#### Text excerpt

Studio album by Portugal. The Man
- Released: July 20, 2007 (Europe) July 24, 2007 (USA/UK)
- Genres: Blues rock; experimental rock;
- Length: 43:02
- Label: Fearless
- Producer: Casey Bates

Portugal. The Man chronology
| Waiter: "You Vultures!" (2006) | Church Mouth (2007) | Censored Colors (2008) |

= Church Mouth =

Church Mouth is the second studio album by American rock band Portugal. The Man. It was released on July 20, 2007 in Europe and on July 24, 2007 in the UK and the USA. As of June 22, 2007, the album had leaked to p2p networks. Regarding the leak, the band posted the following message on their MySpace bulletins:
"Go download it. Give yourself the tastes. Feel free."

#### Written request
Reproduce the full Church Mouth album text above word for word, preserving every line.

#### Material provided

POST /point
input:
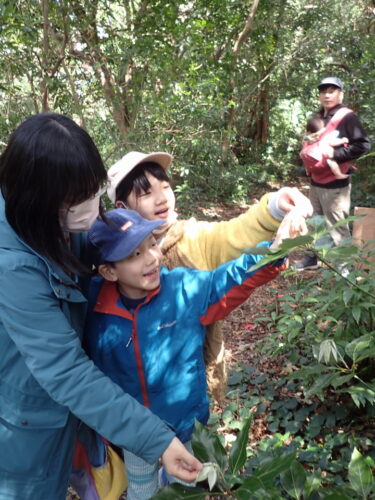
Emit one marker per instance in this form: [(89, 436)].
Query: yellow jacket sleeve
[(206, 245)]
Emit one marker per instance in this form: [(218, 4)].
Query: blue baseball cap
[(118, 236), (331, 80)]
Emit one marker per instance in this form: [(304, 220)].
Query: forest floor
[(243, 336)]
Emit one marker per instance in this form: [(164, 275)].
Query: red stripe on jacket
[(107, 303), (239, 293)]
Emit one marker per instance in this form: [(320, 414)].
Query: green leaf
[(356, 312), (207, 446), (361, 348), (361, 393), (237, 456), (210, 472), (270, 470), (249, 486), (360, 474), (327, 349), (312, 484), (293, 480)]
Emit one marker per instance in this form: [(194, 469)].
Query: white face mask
[(80, 218)]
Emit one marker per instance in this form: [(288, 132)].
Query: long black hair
[(137, 180), (49, 162)]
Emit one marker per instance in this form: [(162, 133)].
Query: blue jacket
[(47, 380), (156, 354)]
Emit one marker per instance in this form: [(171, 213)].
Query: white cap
[(123, 167)]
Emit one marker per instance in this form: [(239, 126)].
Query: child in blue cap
[(146, 324)]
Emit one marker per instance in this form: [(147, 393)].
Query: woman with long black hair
[(51, 175)]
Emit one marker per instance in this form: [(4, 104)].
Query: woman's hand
[(180, 463), (292, 199)]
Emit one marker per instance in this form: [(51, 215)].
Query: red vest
[(314, 159)]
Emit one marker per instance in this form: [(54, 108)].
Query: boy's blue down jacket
[(156, 354)]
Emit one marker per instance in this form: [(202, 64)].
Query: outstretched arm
[(206, 245), (180, 463)]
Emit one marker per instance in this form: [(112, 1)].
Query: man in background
[(331, 196)]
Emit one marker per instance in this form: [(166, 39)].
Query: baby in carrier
[(315, 148)]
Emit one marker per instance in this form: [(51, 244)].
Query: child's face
[(139, 273), (157, 203)]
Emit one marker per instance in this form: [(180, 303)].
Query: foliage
[(225, 88), (278, 472), (319, 445)]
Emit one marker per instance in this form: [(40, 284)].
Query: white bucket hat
[(127, 163)]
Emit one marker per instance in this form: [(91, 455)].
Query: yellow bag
[(110, 479)]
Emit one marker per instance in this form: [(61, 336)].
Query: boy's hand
[(292, 199), (293, 224), (180, 463)]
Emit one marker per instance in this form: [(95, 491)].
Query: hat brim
[(161, 158)]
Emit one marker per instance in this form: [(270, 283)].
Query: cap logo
[(126, 226)]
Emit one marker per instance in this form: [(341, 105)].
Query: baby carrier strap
[(335, 120)]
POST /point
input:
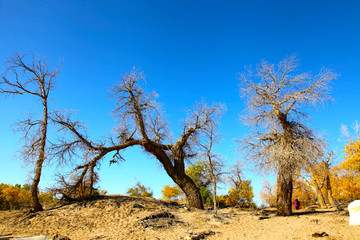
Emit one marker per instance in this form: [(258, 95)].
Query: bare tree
[(141, 123), (213, 160), (330, 197), (31, 78), (275, 97)]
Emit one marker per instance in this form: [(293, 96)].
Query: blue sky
[(187, 50)]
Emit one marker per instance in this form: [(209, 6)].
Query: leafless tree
[(141, 123), (213, 159), (31, 78), (275, 98)]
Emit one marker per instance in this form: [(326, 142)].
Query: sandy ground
[(120, 217)]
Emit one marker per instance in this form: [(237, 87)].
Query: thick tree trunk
[(176, 171), (329, 194), (39, 162), (214, 196), (284, 192), (191, 191), (35, 186), (320, 196)]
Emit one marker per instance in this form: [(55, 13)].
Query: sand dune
[(123, 217)]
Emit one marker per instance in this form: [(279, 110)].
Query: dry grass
[(117, 217)]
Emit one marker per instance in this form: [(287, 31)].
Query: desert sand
[(123, 217)]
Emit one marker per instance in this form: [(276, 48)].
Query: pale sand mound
[(119, 217)]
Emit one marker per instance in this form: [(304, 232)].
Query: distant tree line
[(281, 142)]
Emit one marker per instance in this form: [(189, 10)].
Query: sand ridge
[(122, 217)]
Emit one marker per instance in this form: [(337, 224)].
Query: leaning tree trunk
[(329, 193), (177, 173), (320, 196), (284, 192), (192, 192), (39, 162)]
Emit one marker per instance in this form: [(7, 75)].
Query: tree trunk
[(177, 173), (328, 185), (320, 196), (39, 162), (284, 192), (192, 192), (329, 193), (214, 196)]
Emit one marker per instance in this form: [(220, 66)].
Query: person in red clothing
[(296, 204)]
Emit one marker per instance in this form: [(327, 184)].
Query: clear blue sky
[(187, 50)]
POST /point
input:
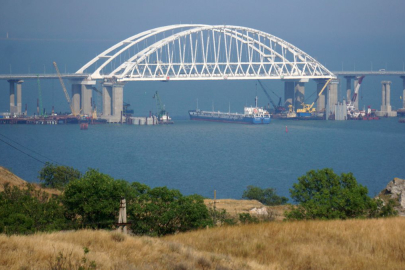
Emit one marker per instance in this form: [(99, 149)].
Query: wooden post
[(122, 218)]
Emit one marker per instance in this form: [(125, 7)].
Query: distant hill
[(8, 177)]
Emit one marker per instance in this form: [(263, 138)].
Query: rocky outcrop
[(395, 190)]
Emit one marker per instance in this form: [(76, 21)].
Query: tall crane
[(307, 108), (40, 112), (277, 108), (64, 89), (356, 91)]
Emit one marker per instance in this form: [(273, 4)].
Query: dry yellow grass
[(352, 244), (8, 177), (109, 251)]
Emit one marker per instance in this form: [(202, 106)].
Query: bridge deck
[(41, 76)]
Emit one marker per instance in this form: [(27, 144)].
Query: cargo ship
[(251, 115)]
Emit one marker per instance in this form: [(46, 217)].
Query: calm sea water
[(200, 157)]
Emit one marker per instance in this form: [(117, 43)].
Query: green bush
[(93, 201), (246, 218), (160, 211), (26, 210), (266, 196), (58, 177), (322, 194)]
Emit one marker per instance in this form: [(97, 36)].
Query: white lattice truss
[(204, 52)]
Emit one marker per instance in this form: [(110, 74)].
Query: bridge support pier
[(320, 103), (349, 87), (15, 107), (294, 93), (386, 101), (299, 92), (82, 92), (356, 102), (106, 99), (332, 97), (113, 101), (86, 98), (288, 93), (403, 91)]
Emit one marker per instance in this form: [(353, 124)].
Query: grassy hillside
[(8, 177), (352, 244)]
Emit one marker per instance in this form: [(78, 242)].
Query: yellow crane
[(307, 108), (64, 89)]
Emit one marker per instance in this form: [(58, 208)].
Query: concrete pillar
[(388, 96), (288, 93), (356, 102), (299, 95), (107, 94), (349, 87), (117, 99), (383, 107), (76, 92), (19, 97), (403, 91), (320, 103), (12, 96), (332, 94), (86, 95)]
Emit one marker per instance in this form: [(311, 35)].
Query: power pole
[(122, 218)]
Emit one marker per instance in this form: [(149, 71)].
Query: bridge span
[(194, 52)]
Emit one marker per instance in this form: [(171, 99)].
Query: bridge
[(191, 52)]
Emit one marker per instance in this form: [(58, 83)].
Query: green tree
[(26, 210), (54, 176), (94, 199), (322, 194), (266, 196), (160, 211)]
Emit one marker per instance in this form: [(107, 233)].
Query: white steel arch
[(204, 52)]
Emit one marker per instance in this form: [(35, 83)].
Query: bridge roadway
[(369, 73), (17, 77), (82, 83)]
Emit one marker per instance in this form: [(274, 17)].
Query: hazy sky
[(355, 34)]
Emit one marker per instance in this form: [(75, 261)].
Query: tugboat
[(162, 116)]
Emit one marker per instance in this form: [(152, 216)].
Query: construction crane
[(40, 112), (356, 91), (277, 108), (307, 108), (64, 89)]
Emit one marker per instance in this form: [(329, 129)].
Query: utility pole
[(122, 218)]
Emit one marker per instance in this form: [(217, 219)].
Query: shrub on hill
[(322, 194), (266, 196), (53, 176), (26, 210), (160, 211), (93, 201)]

#### Complete output
Studio album by Portugal. The Man
- Released: July 20, 2007 (Europe) July 24, 2007 (USA/UK)
- Genres: Blues rock; experimental rock;
- Length: 43:02
- Label: Fearless
- Producer: Casey Bates

Portugal. The Man chronology
| Waiter: "You Vultures!" (2006) | Church Mouth (2007) | Censored Colors (2008) |

= Church Mouth =

Church Mouth is the second studio album by American rock band Portugal. The Man. It was released on July 20, 2007 in Europe and on July 24, 2007 in the UK and the USA. As of June 22, 2007, the album had leaked to p2p networks. Regarding the leak, the band posted the following message on their MySpace bulletins:
"Go download it. Give yourself the tastes. Feel free."